Source passage →
# # # # #
Covid-19 lockdowns gave SA a 'temporary' reprieve from crime — but we're back up where we started: Crime experts
“We saw a huge dip in a number of crimes under levels five and four. But then they started shooting up again as soon as the levels opened up,” said Lizette Lancaster of the Institute for Security Studies.
When SA went into hard lockdown over a year ago, experts and analysts were keen to see if the country’s high crime rate would drop significantly.
As people were allowed to leave their homes only for specific, permitted reasons and strict curfews came into effect, the general expectation was that crime would drop — which it did, under the tightest lockdown restrictions.
“We saw a huge dip in a number of crimes under levels five and four. But then they started shooting up again as soon as the levels opened up. With property-related crimes we were seeing levels higher than those recorded in the previous three years,” said Lizette Lancaster, project manager of the Institute for Security Studies’ crime and justice information and analysis hub.
The same trends, she said, were seen in carjackings and robberies, with crime levels in general now the same as those experienced before the Covid-19 pandemic.
# # # # #
Excerpted records →
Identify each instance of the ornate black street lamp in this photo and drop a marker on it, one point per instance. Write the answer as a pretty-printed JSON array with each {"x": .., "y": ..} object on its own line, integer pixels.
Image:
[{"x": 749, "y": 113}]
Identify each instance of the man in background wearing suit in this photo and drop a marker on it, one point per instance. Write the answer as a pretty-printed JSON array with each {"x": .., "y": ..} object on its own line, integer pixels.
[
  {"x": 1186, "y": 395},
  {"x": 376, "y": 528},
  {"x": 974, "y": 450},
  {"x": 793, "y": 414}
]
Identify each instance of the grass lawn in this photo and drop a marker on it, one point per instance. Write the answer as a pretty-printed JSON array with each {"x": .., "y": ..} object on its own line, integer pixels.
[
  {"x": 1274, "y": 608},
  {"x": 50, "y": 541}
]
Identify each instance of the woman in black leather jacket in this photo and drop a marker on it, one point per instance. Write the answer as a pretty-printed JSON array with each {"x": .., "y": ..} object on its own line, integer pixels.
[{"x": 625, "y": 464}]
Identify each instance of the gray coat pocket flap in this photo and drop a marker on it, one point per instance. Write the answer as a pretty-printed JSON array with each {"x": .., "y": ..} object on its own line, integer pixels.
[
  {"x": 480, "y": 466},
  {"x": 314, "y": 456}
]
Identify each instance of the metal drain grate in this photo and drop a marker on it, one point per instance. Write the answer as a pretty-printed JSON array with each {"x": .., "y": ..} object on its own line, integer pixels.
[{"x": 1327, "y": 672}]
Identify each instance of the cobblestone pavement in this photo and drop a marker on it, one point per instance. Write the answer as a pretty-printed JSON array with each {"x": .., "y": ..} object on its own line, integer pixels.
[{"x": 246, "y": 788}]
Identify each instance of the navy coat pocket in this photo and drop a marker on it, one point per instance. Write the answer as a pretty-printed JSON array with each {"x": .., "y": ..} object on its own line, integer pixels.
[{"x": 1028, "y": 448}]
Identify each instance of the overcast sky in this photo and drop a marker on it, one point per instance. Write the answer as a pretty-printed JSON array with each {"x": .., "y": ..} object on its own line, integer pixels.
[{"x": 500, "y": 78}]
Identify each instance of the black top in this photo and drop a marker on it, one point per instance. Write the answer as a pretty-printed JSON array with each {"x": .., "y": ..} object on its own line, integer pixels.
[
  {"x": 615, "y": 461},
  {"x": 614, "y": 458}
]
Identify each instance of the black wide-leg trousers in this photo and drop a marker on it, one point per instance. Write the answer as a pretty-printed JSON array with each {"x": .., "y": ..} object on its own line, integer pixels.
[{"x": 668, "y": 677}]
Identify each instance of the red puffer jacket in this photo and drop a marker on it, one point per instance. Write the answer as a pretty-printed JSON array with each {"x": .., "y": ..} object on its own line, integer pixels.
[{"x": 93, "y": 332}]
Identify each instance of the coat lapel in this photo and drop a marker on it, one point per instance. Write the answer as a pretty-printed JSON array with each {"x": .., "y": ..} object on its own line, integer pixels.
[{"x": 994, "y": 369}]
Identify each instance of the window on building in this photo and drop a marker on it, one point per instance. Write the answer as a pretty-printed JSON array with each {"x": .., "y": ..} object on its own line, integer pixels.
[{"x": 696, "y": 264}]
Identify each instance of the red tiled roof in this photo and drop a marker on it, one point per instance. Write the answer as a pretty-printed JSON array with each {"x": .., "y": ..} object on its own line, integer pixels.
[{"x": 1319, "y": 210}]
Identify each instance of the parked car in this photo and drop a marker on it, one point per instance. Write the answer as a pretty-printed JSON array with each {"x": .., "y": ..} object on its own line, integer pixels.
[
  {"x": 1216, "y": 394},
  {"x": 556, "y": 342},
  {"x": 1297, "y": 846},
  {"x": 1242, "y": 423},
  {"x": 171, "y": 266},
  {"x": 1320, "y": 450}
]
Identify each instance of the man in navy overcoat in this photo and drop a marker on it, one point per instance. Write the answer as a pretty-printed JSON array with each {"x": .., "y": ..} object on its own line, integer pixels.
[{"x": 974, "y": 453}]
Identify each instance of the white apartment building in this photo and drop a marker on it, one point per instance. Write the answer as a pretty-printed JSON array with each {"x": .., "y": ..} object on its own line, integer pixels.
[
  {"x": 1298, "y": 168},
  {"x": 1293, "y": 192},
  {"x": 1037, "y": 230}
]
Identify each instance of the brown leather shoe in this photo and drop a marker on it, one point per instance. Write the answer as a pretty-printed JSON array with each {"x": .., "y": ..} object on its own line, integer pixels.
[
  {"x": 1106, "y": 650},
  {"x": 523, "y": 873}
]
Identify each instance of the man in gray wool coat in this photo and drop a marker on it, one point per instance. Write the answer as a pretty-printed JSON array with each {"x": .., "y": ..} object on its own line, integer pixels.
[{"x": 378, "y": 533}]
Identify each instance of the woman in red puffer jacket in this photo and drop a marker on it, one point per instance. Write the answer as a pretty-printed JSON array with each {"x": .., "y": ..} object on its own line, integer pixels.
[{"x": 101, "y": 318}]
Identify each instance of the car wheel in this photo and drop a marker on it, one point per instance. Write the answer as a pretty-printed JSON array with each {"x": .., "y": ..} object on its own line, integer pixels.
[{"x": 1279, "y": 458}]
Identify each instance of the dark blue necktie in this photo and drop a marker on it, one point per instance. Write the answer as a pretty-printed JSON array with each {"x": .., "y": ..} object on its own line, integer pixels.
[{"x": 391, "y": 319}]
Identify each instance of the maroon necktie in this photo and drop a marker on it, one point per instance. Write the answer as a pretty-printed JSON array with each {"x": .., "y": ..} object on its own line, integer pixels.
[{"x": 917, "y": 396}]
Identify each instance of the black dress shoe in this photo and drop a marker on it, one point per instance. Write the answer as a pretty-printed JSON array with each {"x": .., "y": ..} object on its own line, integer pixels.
# # # # #
Exercises to complete →
1 - Update the crime article between "As people were" and "the Covid-19 pandemic.", inclusive, by replacing "carjackings" with "hijackings", and give that section in full.
2 - Continue the article on crime after the Covid-19 lockdowns from the point where it ends.
The data has no role in this work.

Task responses →
1 -
As people were allowed to leave their homes only for specific, permitted reasons and strict curfews came into effect, the general expectation was that crime would drop — which it did, under the tightest lockdown restrictions.
“We saw a huge dip in a number of crimes under levels five and four. But then they started shooting up again as soon as the levels opened up. With property-related crimes we were seeing levels higher than those recorded in the previous three years,” said Lizette Lancaster, project manager of the Institute for Security Studies’ crime and justice information and analysis hub.
The same trends, she said, were seen in hijackings and robberies, with crime levels in general now the same as those experienced before the Covid-19 pandemic.

2 -
“When it comes to murder, it is both fascinating and disturbing to see that the top 30 police stations reporting the crime are urban-based, in Cape Town, Gqeberha, eThekwini and Gauteng. These are 2.6% of the country’s police stations and they are reporting 22.5% of the country’s murders,” Lancaster said.
She said these new insights were one of the positive outcomes of the SA Police Service’s recent decision to release crime statistics every quarter, rather than annually.
“What we have seen is that lockdown and curfews had a temporary impact, but that it is not sustainable, it has not solved the violence we see and that the diversion of police resources in terms of the Disaster Management Act is offering new opportunities to criminals,” Lancaster said.
Ntebaleng Morake of the Social Justice Coalition, who focused on crime in poor and working class communities during lockdown, said crime appeared to be both a gender and class issue.
“High levels of crime and violence in low-income communities have resulted in massive distrust in the police, low levels of reporting and high levels of mob justice killings,” she said.
Morake warned: “The police are seen to discriminate on the basis of race and poverty, and this needs to be rectified or we will continue to see a rise in vigilante attacks.”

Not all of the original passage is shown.